━━━━━ SOURCE DATA ━━━━━

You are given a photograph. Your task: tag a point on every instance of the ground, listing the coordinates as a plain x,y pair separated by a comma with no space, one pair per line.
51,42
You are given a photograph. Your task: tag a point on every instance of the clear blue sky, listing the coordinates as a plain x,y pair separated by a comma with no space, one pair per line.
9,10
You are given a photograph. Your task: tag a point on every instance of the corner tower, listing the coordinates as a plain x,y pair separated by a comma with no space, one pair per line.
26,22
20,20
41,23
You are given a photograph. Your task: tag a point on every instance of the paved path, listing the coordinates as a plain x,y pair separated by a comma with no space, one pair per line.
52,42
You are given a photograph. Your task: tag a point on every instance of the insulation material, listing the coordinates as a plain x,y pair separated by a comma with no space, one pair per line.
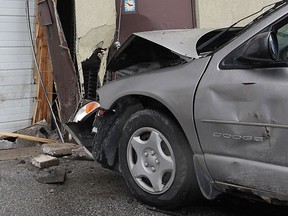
96,25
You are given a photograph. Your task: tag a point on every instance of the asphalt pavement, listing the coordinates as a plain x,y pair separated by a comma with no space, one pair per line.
90,189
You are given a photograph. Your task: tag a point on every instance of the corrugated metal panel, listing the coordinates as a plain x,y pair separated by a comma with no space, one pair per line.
17,87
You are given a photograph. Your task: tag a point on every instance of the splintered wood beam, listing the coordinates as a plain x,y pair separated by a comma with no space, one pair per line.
26,137
42,110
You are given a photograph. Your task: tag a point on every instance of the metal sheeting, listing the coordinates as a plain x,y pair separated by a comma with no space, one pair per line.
17,87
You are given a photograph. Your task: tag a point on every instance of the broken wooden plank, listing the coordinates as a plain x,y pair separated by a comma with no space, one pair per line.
22,136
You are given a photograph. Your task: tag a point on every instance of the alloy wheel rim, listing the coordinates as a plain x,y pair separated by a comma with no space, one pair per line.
151,160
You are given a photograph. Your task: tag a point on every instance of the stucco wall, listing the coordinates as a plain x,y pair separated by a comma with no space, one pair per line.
221,13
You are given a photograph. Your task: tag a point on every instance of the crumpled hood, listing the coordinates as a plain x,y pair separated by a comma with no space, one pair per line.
181,42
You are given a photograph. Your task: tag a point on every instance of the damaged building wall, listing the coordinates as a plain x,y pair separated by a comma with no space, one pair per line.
222,13
95,27
17,87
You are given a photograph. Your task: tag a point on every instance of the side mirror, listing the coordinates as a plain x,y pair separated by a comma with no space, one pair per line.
262,48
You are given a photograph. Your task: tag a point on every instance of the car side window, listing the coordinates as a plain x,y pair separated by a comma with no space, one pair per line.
282,36
280,30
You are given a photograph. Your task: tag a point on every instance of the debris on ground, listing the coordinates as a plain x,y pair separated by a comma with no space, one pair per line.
59,149
45,161
29,137
52,175
21,153
6,144
81,153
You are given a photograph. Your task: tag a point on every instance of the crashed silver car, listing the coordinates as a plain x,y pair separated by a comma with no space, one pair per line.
197,112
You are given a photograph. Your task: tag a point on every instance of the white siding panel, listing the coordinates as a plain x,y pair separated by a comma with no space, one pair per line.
15,50
14,43
17,88
16,125
16,80
15,58
16,65
15,117
16,103
17,92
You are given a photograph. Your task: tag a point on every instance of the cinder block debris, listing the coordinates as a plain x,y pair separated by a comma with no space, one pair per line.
5,144
59,149
45,161
81,153
52,176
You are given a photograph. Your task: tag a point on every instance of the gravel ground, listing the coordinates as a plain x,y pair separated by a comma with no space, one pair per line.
91,190
88,190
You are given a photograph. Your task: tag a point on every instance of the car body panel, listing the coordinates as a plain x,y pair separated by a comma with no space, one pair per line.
235,119
242,120
165,90
182,43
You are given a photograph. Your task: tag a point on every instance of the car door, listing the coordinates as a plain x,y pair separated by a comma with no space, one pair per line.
241,112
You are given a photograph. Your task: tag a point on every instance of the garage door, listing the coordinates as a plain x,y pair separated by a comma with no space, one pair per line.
17,88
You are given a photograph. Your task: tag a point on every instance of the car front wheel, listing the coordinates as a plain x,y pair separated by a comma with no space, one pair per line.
156,161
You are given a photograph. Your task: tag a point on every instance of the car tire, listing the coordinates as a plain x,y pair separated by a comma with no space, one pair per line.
156,160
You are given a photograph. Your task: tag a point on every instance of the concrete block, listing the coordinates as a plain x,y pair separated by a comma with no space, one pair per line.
5,144
44,161
59,149
82,153
53,175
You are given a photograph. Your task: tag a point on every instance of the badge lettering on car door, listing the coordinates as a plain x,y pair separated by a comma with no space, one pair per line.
237,137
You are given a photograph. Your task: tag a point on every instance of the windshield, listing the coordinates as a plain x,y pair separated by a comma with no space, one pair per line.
222,36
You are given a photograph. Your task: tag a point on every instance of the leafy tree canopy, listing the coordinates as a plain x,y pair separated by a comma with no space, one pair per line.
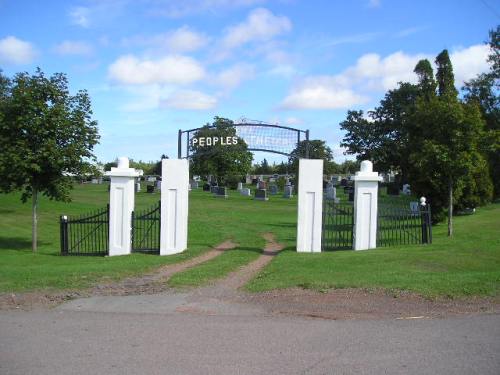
47,136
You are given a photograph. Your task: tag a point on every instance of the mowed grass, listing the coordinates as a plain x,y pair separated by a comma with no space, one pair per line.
211,221
467,264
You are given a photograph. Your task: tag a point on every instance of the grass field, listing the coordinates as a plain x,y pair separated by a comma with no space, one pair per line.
468,264
211,221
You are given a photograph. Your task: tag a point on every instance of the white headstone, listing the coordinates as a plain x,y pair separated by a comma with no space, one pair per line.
245,192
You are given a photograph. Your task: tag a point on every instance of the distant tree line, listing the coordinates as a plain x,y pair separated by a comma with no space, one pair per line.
444,143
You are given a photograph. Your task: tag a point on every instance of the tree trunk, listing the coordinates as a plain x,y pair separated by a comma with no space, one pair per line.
34,221
450,208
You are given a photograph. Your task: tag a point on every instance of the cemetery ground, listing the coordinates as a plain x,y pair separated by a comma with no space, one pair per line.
458,274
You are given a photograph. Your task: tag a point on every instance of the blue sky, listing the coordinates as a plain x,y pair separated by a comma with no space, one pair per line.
155,66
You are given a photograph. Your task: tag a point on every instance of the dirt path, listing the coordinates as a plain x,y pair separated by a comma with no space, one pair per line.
146,284
225,297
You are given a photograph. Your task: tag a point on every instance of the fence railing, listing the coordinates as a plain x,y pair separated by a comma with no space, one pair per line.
146,230
85,234
403,225
338,223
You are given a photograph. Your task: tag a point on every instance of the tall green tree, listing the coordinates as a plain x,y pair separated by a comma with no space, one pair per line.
221,160
383,136
46,136
484,90
448,150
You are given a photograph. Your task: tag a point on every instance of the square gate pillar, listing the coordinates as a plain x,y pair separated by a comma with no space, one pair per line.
365,207
121,205
310,208
174,206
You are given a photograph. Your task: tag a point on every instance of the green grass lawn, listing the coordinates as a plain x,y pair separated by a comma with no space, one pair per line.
211,221
468,264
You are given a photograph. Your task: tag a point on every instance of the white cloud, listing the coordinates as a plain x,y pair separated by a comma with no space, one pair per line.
233,76
182,39
373,73
177,9
293,121
16,51
80,16
469,62
190,99
315,94
260,25
374,3
74,47
172,69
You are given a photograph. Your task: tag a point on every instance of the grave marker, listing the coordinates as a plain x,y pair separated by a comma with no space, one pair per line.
261,195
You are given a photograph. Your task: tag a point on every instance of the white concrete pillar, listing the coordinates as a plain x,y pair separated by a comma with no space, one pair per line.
365,207
174,206
310,208
121,205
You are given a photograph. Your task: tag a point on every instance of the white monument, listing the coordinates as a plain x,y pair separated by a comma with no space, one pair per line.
310,207
174,206
121,205
365,207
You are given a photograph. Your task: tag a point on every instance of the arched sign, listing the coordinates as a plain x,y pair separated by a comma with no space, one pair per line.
258,136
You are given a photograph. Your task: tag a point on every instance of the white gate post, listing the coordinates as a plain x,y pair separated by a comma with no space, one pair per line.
310,207
121,205
365,207
174,206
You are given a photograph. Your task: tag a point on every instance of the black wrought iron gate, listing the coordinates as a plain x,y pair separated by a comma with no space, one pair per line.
338,223
146,230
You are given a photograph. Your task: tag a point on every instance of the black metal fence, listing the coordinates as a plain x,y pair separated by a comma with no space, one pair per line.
338,223
403,225
146,230
85,234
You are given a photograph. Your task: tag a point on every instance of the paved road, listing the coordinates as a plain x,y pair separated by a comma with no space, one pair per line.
91,337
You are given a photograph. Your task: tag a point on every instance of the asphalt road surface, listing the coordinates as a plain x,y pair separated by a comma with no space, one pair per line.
152,336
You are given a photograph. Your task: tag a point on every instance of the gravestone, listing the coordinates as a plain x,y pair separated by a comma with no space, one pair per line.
331,193
245,192
261,195
414,207
288,191
221,192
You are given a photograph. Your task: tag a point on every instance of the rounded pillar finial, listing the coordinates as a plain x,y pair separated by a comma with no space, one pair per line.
366,166
123,162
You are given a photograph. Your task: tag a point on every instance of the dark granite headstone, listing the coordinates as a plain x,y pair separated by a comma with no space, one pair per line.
221,192
261,195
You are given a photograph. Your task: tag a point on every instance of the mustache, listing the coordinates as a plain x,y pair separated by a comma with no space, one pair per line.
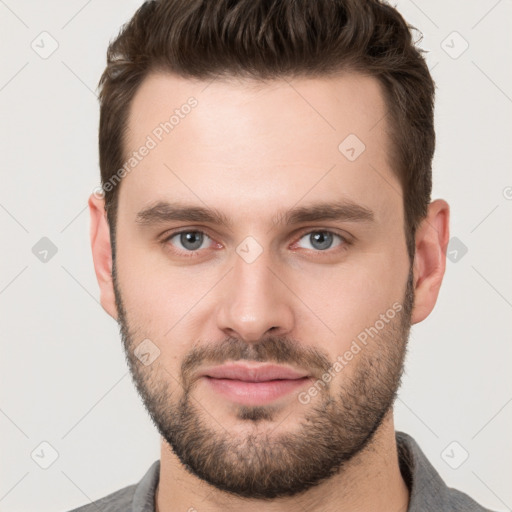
271,349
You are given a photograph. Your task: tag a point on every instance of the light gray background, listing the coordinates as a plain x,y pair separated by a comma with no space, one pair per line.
63,375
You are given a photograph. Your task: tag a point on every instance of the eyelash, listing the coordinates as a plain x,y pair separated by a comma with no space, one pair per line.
193,254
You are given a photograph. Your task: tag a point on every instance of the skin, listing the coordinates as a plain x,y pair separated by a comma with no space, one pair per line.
252,152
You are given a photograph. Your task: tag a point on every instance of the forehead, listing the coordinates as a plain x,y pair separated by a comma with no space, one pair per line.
252,146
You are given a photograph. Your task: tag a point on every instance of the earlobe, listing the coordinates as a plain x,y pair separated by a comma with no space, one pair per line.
102,253
429,265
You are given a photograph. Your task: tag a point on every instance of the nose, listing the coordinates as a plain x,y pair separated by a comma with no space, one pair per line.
254,301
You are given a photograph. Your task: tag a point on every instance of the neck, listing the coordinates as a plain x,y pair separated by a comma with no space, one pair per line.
371,481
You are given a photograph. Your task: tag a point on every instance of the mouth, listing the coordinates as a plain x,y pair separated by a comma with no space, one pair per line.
254,385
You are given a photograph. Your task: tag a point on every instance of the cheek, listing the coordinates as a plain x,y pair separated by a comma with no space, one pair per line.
347,299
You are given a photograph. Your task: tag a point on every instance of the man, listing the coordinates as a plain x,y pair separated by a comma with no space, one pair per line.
265,238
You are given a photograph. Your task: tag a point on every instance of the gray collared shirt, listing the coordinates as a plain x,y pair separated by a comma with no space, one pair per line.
428,492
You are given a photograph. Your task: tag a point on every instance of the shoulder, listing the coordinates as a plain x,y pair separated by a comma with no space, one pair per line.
428,492
118,501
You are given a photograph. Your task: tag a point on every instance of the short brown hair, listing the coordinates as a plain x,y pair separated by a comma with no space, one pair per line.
266,39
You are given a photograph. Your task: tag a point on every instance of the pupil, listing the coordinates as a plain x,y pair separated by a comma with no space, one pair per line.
191,240
321,240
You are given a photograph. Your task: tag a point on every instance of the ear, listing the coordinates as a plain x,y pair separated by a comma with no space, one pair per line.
432,238
102,253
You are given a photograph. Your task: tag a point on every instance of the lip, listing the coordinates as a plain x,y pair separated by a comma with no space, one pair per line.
254,385
253,373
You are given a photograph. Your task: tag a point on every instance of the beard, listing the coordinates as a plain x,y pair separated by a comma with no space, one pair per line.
338,423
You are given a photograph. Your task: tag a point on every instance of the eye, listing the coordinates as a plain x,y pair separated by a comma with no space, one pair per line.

━━━━━

PROBLEM TO SOLVE> Reproduce precisely the span of lines that begins at the line containing "the man, listing" and ends with the last line of the listing.

OUTPUT OF THE TASK>
You are given a photograph. Your task: tag a point on every instance of the man, listing the coordinates as a plain x,y pair separated by a comma with no space, one pair per line.
265,238
You are given a photograph. Your task: tag a point on every instance of the gray collared shirt, listing the coordinates as a plain x,y pair separated by a comma with no space, one pair per line.
428,492
You are given a photograph. Your task: tag a point on every instance of the shoulder, listing the coordinates as a plain x,y pair separated by a comma with no space, one pair per line.
428,492
118,501
You are given a photograph. Your task: tag a point on every instance of the short brown hair, listing the coordinates as a plain x,y pair separated by a comma with no space, one pair per line.
266,39
You are given a photograph. Your task: tag a point on every instance of the pupil, listing the coordinates as a plain x,y pair separated by a comma with no space, one pair per line.
191,240
321,240
You are given a photograph. Your task: tag a point on every instance of the ear, listing the coordinates as a plain x,y pair separated by a comma with no space, one pair per line.
432,238
102,253
You are given a photograph. Your task: tag a point on every instance of the lip, listing the coordinates as a plain x,y pair separated by a comma with no space, one pair per line.
254,385
253,373
You are given a photograph. Your task: tag a point on every instance of the beard, listing the coordinates as a plain x,y pair separated by a comma with no space, one pair per line.
338,423
You are given a photograph. Your task: tag a point on every instance of the eye, listing the coordinates as a plain x,y pair separated by a comma with no space, one pair per line.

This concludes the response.